ACTIVITY: Could you repeat every record below exactly as written?

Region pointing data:
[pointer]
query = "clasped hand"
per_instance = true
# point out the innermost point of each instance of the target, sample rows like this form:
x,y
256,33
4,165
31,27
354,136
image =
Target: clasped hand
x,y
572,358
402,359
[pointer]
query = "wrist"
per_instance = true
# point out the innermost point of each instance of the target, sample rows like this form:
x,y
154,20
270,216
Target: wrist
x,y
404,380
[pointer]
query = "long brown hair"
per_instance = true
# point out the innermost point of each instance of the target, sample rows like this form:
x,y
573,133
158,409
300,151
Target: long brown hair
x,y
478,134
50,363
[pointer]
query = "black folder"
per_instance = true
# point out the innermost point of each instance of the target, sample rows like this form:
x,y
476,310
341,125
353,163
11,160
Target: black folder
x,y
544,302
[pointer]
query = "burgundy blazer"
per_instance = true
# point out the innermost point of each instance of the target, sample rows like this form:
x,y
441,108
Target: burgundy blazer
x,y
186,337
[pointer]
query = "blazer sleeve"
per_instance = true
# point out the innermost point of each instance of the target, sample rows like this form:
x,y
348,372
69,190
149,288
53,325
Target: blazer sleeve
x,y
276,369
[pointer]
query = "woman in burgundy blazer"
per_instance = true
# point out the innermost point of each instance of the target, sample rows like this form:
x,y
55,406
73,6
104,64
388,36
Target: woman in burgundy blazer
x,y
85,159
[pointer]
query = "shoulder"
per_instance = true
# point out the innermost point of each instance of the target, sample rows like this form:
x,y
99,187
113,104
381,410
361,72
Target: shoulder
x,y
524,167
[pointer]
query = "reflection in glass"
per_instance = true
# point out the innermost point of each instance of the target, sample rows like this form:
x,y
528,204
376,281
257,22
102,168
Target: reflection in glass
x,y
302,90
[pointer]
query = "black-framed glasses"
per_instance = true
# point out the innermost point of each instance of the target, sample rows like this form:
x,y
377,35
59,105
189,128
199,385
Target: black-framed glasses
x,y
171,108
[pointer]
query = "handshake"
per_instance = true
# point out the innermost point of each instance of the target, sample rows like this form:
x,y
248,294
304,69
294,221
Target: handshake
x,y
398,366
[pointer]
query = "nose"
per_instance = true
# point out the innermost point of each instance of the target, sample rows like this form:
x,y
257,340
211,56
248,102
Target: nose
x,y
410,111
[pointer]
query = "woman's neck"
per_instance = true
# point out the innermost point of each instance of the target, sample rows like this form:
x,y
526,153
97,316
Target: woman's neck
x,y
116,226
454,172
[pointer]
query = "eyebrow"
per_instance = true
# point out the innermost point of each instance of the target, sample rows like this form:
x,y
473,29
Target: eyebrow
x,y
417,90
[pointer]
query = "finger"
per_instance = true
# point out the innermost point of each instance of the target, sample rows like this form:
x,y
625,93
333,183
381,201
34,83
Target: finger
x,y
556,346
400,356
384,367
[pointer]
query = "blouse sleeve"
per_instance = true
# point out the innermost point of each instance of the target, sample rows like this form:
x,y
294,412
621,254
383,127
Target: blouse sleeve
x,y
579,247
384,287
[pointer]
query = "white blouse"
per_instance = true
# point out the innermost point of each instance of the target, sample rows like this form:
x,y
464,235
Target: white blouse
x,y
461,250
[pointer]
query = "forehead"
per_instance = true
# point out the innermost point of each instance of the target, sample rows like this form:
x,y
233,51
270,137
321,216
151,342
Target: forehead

PROBLEM SOLUTION:
[pointer]
query = "clasped hand"
per_instance = true
# point out the innermost point of each instance of the target, sample rows like this form:
x,y
256,33
4,165
31,27
354,136
image =
Target: clasped hand
x,y
572,358
402,359
[pointer]
query = "wrist"
per_instance = true
# point out the innermost point of each instance of the target, sample rows like this form:
x,y
154,20
270,216
Target: wrist
x,y
404,380
[pointer]
query = "long brown hair"
per_instance = true
# point out the innermost point of each instance of the target, sample rows like this form:
x,y
573,133
158,409
300,151
Target: long brown hair
x,y
478,134
50,363
[pointer]
query = "black folder"
per_instance = true
# point out the innermost point of each instance of the target, sample rows like this form:
x,y
476,310
341,125
353,163
11,160
Target: black folder
x,y
544,302
[pointer]
query = "burgundy blazer"
per_instance = true
# point out the innermost point of each instance of the target, sample rows like this form:
x,y
441,108
Target: burgundy blazer
x,y
186,337
[pointer]
query = "blazer sleeve"
per_instance = true
# point out the innermost point of each instance of the target, sample rows like this form:
x,y
348,372
69,190
149,288
53,325
Target: blazer sleeve
x,y
276,369
[pointer]
query = "woman in burgundy blazer"
per_instance = true
# point out the innermost point of each instance of the target, sample rows like this form:
x,y
55,406
73,6
104,64
388,36
Target: woman in burgundy blazer
x,y
85,159
[pointer]
query = "shoulder"
per_instance = true
# point out the innermost point of each instance of the target, sample rows like this form:
x,y
99,187
113,104
381,410
361,72
Target: shoulder
x,y
524,167
[pointer]
query = "reflection in glass"
per_instance = true
# point out the innermost point of each instance of the target, sample rows like this form:
x,y
528,204
376,281
257,22
102,168
Target: reflection in glass
x,y
302,90
[pointer]
query = "black-framed glasses"
per_instance = true
# point out the innermost point of each instance of the target, sample rows like this form:
x,y
377,35
59,105
189,128
199,385
Target: black-framed glasses
x,y
171,108
[pointer]
query = "handshake"
per_instance = true
# point out the innermost point of each instance of the target, sample rows like this form:
x,y
248,294
304,69
294,221
Target: handshake
x,y
398,366
[pointer]
query = "nose"
per_instance = true
# point out the innermost point of each instance of the target, sample rows like this form:
x,y
257,340
211,56
248,102
Target: nose
x,y
410,111
[pointer]
query = "woman's neck"
per_instance = true
# point out the innermost point of each instance of the target, sample rows like this form:
x,y
526,153
97,316
Target: woman's neck
x,y
116,226
454,172
[pointer]
query = "eyebrow"
per_instance = true
# point out the innermost point of each instance of the target, sample rows like this form:
x,y
473,29
Target: eyebrow
x,y
417,90
[pointer]
query = "finger"
per_instance = true
# point out the innermost point of each instance of the target, sample rows like this form:
x,y
625,93
333,183
381,201
34,83
Target: finger
x,y
556,346
400,356
384,367
[pointer]
query = "blouse sleeve"
per_instance = true
# point out the innermost point of each instance of the target, sample rows like this form:
x,y
294,412
621,254
383,127
Target: blouse sleeve
x,y
579,247
384,287
[pointer]
query = "white blouse"
per_instance = true
# point out the innermost point of each instance of the target, sample rows like this form:
x,y
464,235
Target: white blouse
x,y
461,250
[pointer]
query = "forehead"
per_instance = true
# point out the innermost point of each instance of the target, sample rows like this form:
x,y
233,51
270,137
321,216
151,342
Target: forehead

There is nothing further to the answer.